* Stored dataset items
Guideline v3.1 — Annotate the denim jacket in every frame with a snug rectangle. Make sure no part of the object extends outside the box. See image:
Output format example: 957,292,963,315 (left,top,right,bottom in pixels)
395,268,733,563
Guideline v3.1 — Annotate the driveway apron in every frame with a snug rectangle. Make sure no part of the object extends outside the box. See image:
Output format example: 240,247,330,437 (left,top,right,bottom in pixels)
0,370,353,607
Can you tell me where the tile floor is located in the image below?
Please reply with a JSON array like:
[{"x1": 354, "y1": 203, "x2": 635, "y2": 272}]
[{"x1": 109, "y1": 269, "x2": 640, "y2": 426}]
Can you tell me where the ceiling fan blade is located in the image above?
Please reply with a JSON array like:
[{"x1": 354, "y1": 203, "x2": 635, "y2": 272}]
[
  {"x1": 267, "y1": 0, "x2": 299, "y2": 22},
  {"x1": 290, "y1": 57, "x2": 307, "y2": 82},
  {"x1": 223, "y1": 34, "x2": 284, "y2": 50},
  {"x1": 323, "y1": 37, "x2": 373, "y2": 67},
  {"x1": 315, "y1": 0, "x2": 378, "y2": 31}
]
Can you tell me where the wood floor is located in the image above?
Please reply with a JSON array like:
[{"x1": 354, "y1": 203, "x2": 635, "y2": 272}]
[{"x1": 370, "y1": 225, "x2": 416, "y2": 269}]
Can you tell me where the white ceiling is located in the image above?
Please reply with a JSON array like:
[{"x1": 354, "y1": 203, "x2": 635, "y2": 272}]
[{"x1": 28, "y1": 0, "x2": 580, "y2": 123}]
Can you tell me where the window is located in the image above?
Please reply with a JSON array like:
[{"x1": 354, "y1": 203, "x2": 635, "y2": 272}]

* Task
Among the entries, find each line that includes the string "snug" and copy it.

* Exercise solution
Guideline v3.1 — Annotate the denim jacket in every frame with a snug rectangle. Make sure no part of the object extends outside the box. See image:
Guideline v3.1 — Annotate the driveway apron in every frame with a snug rectangle. Make sure no part of the object extends outside the box. See image:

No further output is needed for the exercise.